The request
Change "silver" to "black" in the lines between the one holding "tag=gray bedspread action=locate" and the one holding "[311,278,602,504]", inclusive. Give back only those lines, with everything else left as it stands.

Material supplied

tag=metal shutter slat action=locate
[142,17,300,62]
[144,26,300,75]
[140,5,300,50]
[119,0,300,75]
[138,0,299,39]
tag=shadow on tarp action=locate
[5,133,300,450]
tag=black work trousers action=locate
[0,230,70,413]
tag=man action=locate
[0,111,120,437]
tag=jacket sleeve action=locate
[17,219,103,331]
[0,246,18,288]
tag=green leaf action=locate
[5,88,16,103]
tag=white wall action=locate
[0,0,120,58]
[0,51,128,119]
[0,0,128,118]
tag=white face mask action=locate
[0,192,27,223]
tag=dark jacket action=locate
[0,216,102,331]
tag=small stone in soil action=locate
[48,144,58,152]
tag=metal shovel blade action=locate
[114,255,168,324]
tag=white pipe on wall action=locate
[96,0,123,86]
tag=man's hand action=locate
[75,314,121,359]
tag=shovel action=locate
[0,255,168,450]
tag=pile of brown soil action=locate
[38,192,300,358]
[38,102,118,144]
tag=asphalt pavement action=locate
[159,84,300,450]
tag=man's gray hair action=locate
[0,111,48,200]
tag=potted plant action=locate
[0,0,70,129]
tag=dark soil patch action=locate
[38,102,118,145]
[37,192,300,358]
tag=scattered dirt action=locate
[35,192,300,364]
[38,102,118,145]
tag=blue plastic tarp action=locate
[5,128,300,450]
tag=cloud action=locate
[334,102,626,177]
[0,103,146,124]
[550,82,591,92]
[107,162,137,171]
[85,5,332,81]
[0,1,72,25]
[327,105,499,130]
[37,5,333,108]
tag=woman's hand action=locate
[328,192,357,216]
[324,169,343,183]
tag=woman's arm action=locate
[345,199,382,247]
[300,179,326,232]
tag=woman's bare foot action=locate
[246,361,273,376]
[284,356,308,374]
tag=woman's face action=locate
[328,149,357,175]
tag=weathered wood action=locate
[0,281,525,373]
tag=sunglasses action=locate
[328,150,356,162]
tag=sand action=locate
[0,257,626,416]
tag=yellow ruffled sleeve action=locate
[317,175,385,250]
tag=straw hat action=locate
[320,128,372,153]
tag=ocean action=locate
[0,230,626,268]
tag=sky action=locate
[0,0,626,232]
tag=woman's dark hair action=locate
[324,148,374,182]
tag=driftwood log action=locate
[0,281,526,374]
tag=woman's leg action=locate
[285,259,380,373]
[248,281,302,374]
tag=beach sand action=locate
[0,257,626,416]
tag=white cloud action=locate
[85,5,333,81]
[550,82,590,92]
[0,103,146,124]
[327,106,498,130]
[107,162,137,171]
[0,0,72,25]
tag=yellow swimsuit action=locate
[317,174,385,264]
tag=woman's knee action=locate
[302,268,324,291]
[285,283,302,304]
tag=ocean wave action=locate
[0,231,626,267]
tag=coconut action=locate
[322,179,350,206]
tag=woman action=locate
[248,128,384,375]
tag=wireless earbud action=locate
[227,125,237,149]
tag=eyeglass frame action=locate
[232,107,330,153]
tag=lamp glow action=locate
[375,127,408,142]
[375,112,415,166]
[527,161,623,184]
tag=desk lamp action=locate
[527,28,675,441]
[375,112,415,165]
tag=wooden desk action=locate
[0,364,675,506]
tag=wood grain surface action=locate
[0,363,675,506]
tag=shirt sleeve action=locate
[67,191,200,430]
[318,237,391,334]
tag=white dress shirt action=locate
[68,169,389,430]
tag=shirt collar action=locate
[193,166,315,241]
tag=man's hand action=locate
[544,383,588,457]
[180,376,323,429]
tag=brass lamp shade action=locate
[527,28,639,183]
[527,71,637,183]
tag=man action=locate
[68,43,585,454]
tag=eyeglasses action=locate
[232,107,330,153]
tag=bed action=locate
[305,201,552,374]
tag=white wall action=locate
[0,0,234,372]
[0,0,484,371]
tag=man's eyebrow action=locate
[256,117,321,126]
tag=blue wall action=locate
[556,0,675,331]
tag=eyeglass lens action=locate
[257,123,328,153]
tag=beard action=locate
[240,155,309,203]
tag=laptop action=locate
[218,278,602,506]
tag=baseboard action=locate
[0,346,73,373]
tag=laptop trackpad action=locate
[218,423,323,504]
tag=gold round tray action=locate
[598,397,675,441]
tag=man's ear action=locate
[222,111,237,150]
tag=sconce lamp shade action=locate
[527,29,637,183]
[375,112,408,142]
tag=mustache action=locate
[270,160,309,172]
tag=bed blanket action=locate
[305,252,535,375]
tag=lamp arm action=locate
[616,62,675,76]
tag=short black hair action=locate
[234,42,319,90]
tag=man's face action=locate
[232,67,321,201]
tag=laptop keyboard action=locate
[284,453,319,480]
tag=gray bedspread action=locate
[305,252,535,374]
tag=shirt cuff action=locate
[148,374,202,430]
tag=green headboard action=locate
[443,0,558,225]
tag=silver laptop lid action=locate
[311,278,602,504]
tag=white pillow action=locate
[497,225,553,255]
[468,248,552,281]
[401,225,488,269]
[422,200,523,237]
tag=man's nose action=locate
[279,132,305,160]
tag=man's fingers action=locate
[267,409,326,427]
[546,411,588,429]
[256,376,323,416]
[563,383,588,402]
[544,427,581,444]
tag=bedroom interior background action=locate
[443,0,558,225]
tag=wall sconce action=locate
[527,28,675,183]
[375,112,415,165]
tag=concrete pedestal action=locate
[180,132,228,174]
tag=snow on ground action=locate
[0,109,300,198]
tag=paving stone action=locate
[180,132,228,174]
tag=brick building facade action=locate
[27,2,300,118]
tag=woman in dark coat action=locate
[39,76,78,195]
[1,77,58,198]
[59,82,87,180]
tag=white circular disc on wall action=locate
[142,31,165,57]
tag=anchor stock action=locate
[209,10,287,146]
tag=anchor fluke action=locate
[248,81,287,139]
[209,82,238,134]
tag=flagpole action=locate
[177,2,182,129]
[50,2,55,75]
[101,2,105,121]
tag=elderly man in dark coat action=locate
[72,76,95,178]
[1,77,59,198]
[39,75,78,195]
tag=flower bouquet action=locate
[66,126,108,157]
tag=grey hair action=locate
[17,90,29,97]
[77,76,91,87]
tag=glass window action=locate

Result
tag=gray bedspread action=locate
[305,252,535,374]
tag=shirt cuff action=locate
[148,374,202,430]
tag=green headboard action=locate
[443,0,558,225]
tag=black laptop lid action=locate
[311,278,602,504]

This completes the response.